-- Start of Dataset rows --
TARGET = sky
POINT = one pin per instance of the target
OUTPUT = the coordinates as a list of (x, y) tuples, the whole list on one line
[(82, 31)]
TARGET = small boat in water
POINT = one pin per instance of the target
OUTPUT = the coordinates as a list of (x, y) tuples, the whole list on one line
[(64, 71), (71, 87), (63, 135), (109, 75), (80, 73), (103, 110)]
-- End of Dataset rows --
-- Start of Dataset rows --
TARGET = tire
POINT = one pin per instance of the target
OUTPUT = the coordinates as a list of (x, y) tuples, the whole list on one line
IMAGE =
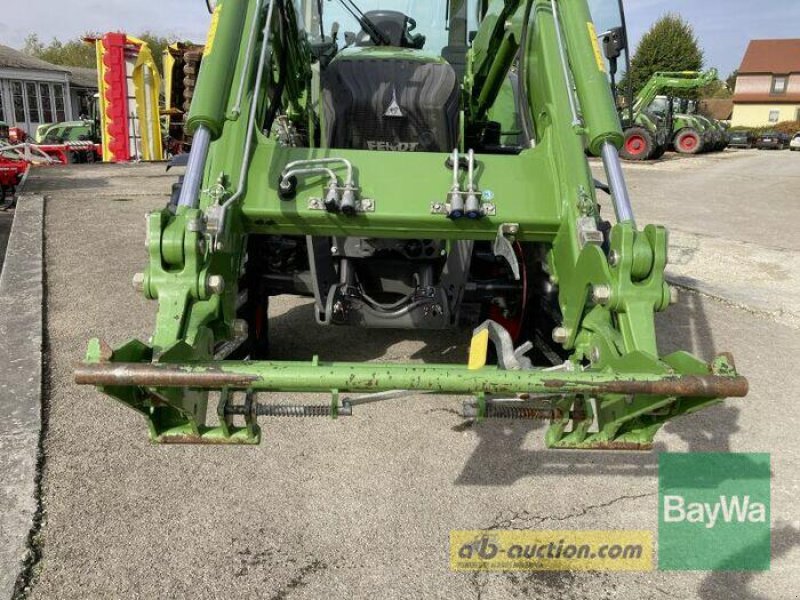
-- End of Dataset rows --
**Exercise goal:**
Please lay out everything in the material from the line containing "TARGET = small boat in water" down to the line containing "73), (103, 110)]", both included, as a Markdown table with the columns Row and Line. Number each line and skip any blank ones.

**Response for this exercise:**
| Row | Line |
|---|---|
| 1 | TARGET = small boat in water |
| 2 | POINT = one pin per instance of the target |
| 3 | OUTPUT = the coordinates as a list of (x, y) tuples, the whole list on one line |
| 4 | [(64, 71), (71, 87), (63, 135), (109, 75), (80, 73), (103, 110)] |